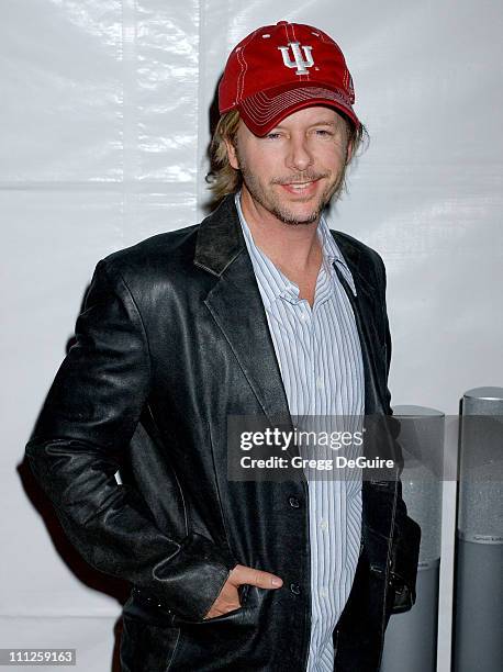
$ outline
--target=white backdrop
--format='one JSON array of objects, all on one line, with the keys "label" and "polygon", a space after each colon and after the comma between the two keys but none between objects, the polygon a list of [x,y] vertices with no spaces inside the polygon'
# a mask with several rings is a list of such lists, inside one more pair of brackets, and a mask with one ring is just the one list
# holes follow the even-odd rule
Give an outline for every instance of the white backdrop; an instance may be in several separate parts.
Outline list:
[{"label": "white backdrop", "polygon": [[[311,23],[345,52],[371,135],[331,224],[387,264],[393,403],[457,413],[465,390],[502,385],[501,2],[0,7],[0,648],[74,647],[77,670],[110,672],[119,603],[48,534],[21,467],[96,262],[201,219],[209,109],[230,49],[261,24]],[[440,672],[451,488],[444,515]]]}]

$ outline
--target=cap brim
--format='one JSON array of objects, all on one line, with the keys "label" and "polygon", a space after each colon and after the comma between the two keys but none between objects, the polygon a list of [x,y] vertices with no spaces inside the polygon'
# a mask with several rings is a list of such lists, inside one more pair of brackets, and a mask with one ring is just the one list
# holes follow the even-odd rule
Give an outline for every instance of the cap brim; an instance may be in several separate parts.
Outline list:
[{"label": "cap brim", "polygon": [[353,105],[343,91],[326,89],[320,86],[302,86],[287,90],[260,91],[242,100],[237,109],[239,114],[255,135],[267,135],[286,116],[298,110],[312,105],[327,105],[343,112],[359,126]]}]

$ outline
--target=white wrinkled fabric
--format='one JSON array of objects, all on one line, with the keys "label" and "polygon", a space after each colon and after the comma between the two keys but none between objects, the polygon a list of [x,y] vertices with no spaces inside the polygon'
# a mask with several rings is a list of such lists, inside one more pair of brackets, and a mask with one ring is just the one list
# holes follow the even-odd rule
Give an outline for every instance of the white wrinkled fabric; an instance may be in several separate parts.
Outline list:
[{"label": "white wrinkled fabric", "polygon": [[[118,604],[77,579],[16,471],[96,262],[204,214],[209,110],[232,46],[260,24],[318,25],[347,56],[372,138],[329,225],[387,264],[394,404],[456,413],[465,390],[501,384],[501,3],[18,0],[1,10],[0,647],[72,645],[78,672],[102,672],[113,636],[96,619],[113,620]],[[449,669],[454,535],[444,534],[438,641]]]}]

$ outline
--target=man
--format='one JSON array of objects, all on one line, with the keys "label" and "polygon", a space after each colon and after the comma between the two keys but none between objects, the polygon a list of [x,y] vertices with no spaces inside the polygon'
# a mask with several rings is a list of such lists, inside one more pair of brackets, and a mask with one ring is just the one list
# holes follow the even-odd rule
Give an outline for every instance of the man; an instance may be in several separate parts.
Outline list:
[{"label": "man", "polygon": [[414,602],[398,453],[389,481],[227,478],[232,417],[391,413],[382,261],[322,215],[353,102],[325,33],[258,29],[220,83],[220,206],[97,266],[26,451],[81,555],[133,584],[125,671],[373,671]]}]

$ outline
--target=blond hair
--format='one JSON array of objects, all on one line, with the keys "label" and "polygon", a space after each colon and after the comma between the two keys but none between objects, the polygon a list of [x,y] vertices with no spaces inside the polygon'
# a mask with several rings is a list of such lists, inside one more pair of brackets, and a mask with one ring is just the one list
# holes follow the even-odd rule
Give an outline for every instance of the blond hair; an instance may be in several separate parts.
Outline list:
[{"label": "blond hair", "polygon": [[[346,119],[346,117],[345,117]],[[239,126],[239,112],[237,110],[231,110],[222,114],[216,125],[213,137],[210,144],[210,172],[206,175],[206,182],[209,189],[212,192],[213,203],[220,203],[220,201],[230,193],[235,193],[243,183],[243,176],[241,170],[233,168],[228,161],[227,145],[226,141],[231,142],[234,146],[236,145],[236,134]],[[348,161],[350,164],[356,157],[357,153],[368,145],[369,134],[364,124],[360,124],[358,128],[355,124],[347,121],[348,126],[348,144],[353,143],[353,154]],[[338,195],[344,189],[346,189],[345,176],[343,176],[342,183],[337,190]]]}]

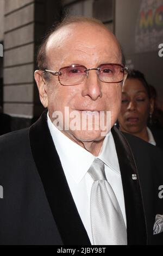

**Exercise description:** Show each line of the data above that contains the word "backdrop", copied in full.

**Written answer:**
--target=white backdrop
Give an outline for every instance of the white backdrop; an instance may be in several separate parts.
[{"label": "white backdrop", "polygon": [[[311,23],[345,52],[371,135],[331,224],[387,264],[393,403],[457,413],[465,390],[502,385],[501,2],[0,7],[0,648],[74,647],[77,670],[110,672],[119,603],[48,534],[21,467],[96,262],[201,219],[209,109],[230,49],[261,24]],[[440,672],[451,488],[444,515]]]}]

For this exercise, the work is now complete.